**PEDIDOS:**
a) No texto sobre o PL 3887/20, transforme em lista o parágrafo que começa com "O PL 3887/20 é uma proposta", mantendo os fatos principais.
b) Escreva a parte seguinte do texto sobre o PL 3887/20, começando logo depois da última frase.

**TRECHO DA PÁGINA:**
↓
*por Luiza Guimarães
O PL 3887/20 é uma proposta do atual Ministro da Economia Paulo Guedes. Este projeto de lei vem movimentando as discussões sobre a reforma tributária desde 21/07/2020, data de sua apresentação. Junto com a PEC 45 e a PEC 110, o PL 3887/20 traz propostas que possibilitam que o Brasil, uma vez mais, ensaie os primeiros passos em direção a uma reforma no sistema tributário.
A advogada Lires Ianoski, da Pereira, Dabul, detalhou os principais pontos sobre o novo projeto de lei. Confira esses pontos e reflexões relevantes sobre o PL 3887/20 na entrevista.
O que o PL 3887/20 traz de diferente para a discussão sobre reforma tributária?
↑
**LINHAS EXIBIDAS:**
↓
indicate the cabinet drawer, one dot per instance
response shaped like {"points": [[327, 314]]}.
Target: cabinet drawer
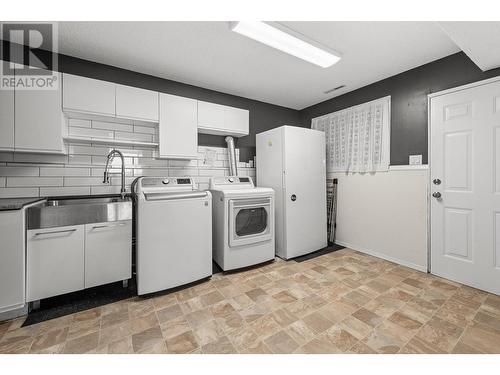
{"points": [[83, 94], [55, 258], [108, 252], [135, 103]]}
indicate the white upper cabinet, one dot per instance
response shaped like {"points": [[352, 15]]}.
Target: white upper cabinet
{"points": [[222, 120], [135, 103], [93, 96], [178, 127], [38, 120], [210, 115], [6, 119], [237, 120]]}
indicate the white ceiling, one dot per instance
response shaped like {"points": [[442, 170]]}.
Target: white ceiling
{"points": [[479, 40], [209, 55]]}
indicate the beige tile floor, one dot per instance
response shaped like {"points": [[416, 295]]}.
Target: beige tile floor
{"points": [[343, 302]]}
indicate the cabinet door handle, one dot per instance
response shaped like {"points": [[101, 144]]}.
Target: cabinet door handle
{"points": [[108, 226], [56, 232]]}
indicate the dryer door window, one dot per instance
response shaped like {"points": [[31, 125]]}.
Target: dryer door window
{"points": [[250, 221]]}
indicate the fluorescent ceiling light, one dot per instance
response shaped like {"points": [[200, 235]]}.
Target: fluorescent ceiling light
{"points": [[286, 40]]}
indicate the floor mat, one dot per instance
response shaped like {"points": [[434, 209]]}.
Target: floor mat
{"points": [[55, 307], [326, 250]]}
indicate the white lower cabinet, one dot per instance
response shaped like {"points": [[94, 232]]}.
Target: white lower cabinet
{"points": [[66, 259], [12, 260], [55, 261], [108, 252]]}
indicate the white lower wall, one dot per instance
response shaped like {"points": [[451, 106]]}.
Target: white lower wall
{"points": [[384, 214]]}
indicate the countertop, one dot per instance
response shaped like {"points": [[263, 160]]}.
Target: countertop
{"points": [[8, 204]]}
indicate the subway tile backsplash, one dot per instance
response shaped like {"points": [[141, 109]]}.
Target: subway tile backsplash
{"points": [[81, 171]]}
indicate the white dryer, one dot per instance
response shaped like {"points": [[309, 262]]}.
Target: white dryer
{"points": [[243, 222], [173, 233]]}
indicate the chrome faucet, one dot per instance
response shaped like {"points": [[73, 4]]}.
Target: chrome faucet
{"points": [[111, 155]]}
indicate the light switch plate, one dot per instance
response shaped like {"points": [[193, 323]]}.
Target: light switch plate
{"points": [[415, 160]]}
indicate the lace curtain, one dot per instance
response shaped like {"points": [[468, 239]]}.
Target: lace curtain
{"points": [[357, 138]]}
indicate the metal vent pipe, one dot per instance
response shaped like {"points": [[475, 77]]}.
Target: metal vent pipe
{"points": [[233, 169]]}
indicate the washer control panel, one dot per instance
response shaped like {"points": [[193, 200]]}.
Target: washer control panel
{"points": [[240, 182], [166, 181]]}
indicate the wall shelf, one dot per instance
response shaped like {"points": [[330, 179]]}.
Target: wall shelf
{"points": [[110, 142]]}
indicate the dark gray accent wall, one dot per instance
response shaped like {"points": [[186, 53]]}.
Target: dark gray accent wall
{"points": [[408, 92], [263, 116]]}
↑
**RESPOSTAS:**
a)
- O PL 3887/20 é uma proposta do atual Ministro da Economia, Paulo Guedes.
- Foi apresentado em 21/07/2020 e, desde então, movimenta as discussões sobre a reforma tributária.
- Junto com a PEC 45 e a PEC 110, traz propostas que permitem ao Brasil ensaiar mais uma vez os primeiros passos rumo a uma reforma do sistema tributário.

b)
Lires Ianoski: primeiramente, é necessário fazer um apanhado geral. Existem, no momento, duas PECs em andamento para a reforma tributária. Uma está na Câmara, a PEC 45, e a outra no Senado, a PEC 110. Ambas apresentam pontos que podem ser alvo de críticas, mas vale também ressaltar muitos pontos positivos. O que todas essas medidas pretendem, em geral, é simplificar o nosso sistema tributário. É algo que precisamos, mas mesmo assim essas ideias ainda estão lá, paradas. Agora no dia 21/07 veio esse novo Projeto de Lei, de autoria do ministro Paulo Guedes. Pelo que eu pude notar em uma primeira observação, apesar do discurso de que o projeto vem para simplificar, para fazer um realinhamento com o padrão mundial da tributação sobre o consumo, ele tem também várias distorções.
Você poderia dar alguns exemplos do que seriam essas distorções?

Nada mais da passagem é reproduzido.